▼▼▼
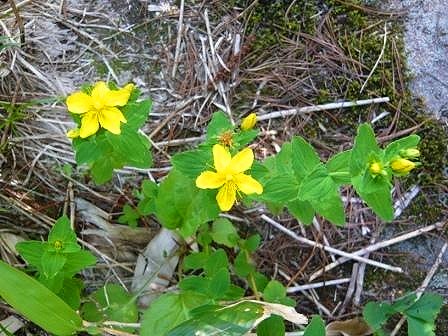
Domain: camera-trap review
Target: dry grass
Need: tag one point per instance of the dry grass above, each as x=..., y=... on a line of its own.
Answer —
x=206, y=65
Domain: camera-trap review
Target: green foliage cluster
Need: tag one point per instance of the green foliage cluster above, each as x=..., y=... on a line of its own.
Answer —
x=214, y=281
x=57, y=261
x=103, y=152
x=420, y=313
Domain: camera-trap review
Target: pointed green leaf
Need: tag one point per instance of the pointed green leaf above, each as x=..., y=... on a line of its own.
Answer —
x=302, y=210
x=365, y=145
x=393, y=149
x=316, y=327
x=37, y=303
x=168, y=311
x=304, y=157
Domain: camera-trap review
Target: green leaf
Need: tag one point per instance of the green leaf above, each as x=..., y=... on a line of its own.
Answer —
x=75, y=262
x=136, y=114
x=418, y=327
x=251, y=244
x=332, y=208
x=180, y=204
x=365, y=145
x=338, y=168
x=279, y=164
x=132, y=148
x=52, y=263
x=215, y=262
x=243, y=138
x=426, y=308
x=275, y=292
x=129, y=216
x=32, y=252
x=316, y=327
x=71, y=292
x=376, y=314
x=393, y=149
x=147, y=205
x=223, y=232
x=37, y=303
x=86, y=150
x=115, y=304
x=195, y=283
x=317, y=185
x=219, y=124
x=235, y=320
x=379, y=201
x=261, y=281
x=62, y=231
x=304, y=157
x=195, y=261
x=193, y=163
x=280, y=189
x=102, y=170
x=302, y=210
x=272, y=326
x=219, y=284
x=168, y=311
x=242, y=266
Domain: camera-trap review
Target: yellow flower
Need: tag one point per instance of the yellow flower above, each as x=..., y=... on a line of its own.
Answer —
x=229, y=176
x=375, y=168
x=73, y=133
x=99, y=108
x=249, y=122
x=402, y=166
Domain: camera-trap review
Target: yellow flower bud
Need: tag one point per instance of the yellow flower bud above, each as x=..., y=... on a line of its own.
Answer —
x=73, y=133
x=249, y=122
x=410, y=153
x=402, y=166
x=375, y=168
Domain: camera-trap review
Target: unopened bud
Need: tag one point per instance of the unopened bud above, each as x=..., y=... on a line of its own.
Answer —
x=375, y=168
x=402, y=166
x=73, y=133
x=410, y=153
x=249, y=122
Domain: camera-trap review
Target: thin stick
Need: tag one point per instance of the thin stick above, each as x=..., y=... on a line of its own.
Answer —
x=295, y=289
x=324, y=107
x=378, y=60
x=377, y=246
x=180, y=25
x=328, y=248
x=424, y=285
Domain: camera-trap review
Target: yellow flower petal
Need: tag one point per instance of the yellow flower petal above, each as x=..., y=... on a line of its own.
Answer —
x=221, y=157
x=209, y=180
x=73, y=133
x=226, y=196
x=247, y=184
x=110, y=118
x=89, y=124
x=99, y=91
x=242, y=161
x=79, y=102
x=118, y=97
▲▲▲
◆ What is required: Render each of the entries above as one row of a two-column CSV with the header row entry,points. Put each entry's wording under entry and its answer under points, each in one quoted field with line breaks turned into spaces, and leave the picture out.

◆ Written response:
entry,points
"Domain: camera-trap review Target: dry grass Need: tag one point per instance of the dry grass above, each as x=..., y=... on a line of its own. Answer —","x=206, y=65"
"Domain: camera-trap review Target: green foliage cluster Need: tag one point per instance of the green foliage cluster above, each as x=..., y=... on a line of its own. Answer —","x=214, y=281 x=57, y=261 x=103, y=152 x=420, y=313"
"Domain: camera-trap review Target: pointed green leaf Need: tag one point per instance of the pointed green leaf above, each as x=..., y=... on a line of its own. Answer —","x=302, y=210 x=365, y=145 x=393, y=149 x=316, y=327 x=37, y=303 x=168, y=311 x=304, y=157"
"Domain: camera-trap review Target: green leaf Need: tag one point per instance of the green leaf above, each as x=..., y=... on a line of its own. Answer —","x=75, y=262 x=136, y=114 x=418, y=327 x=251, y=244 x=332, y=208 x=180, y=204 x=365, y=145 x=338, y=168 x=279, y=164 x=132, y=148 x=52, y=263 x=215, y=262 x=243, y=138 x=426, y=308 x=275, y=292 x=129, y=216 x=32, y=252 x=316, y=327 x=71, y=292 x=376, y=314 x=393, y=149 x=147, y=205 x=223, y=232 x=37, y=303 x=86, y=150 x=115, y=304 x=195, y=283 x=317, y=185 x=219, y=124 x=235, y=320 x=379, y=201 x=261, y=281 x=62, y=231 x=304, y=157 x=195, y=261 x=193, y=163 x=280, y=189 x=102, y=170 x=302, y=210 x=272, y=326 x=219, y=284 x=168, y=311 x=242, y=266"
"Domain: camera-trap review Target: yellow flower Need: tag one point per instance of the yellow flower above, each as x=..., y=... on a line of its own. Answer —","x=229, y=176 x=375, y=168 x=73, y=133 x=99, y=108 x=249, y=122 x=402, y=166"
"Domain: camera-trap review Target: yellow flower bud Need: tag one point per instance of the yellow flower bud above, each as x=..., y=... on a line of its own. Answer —","x=73, y=133 x=249, y=122 x=410, y=153 x=402, y=166 x=375, y=168"
"Domain: camera-trap review Target: unopened bud Need: tag one point per instance of the unopened bud above, each as x=..., y=... on a line of its own. Answer —","x=375, y=168 x=402, y=166 x=73, y=133 x=410, y=153 x=249, y=122"
"Domain: camera-trap review Target: thin stick Need: tag one point per instance of the thin stick above, each as x=..., y=... on a line of its own. Answer —","x=295, y=289 x=324, y=107 x=378, y=60 x=377, y=246 x=180, y=25 x=328, y=248 x=424, y=285"
"Domain: camera-trap review Target: yellow flower petal Need: tag one point per instance of the yellow flower petal above, each as x=..., y=... on a line of its own. Answer —","x=221, y=157 x=209, y=180 x=73, y=133 x=226, y=196 x=247, y=184 x=110, y=118 x=89, y=124 x=99, y=91 x=242, y=161 x=79, y=102 x=118, y=97"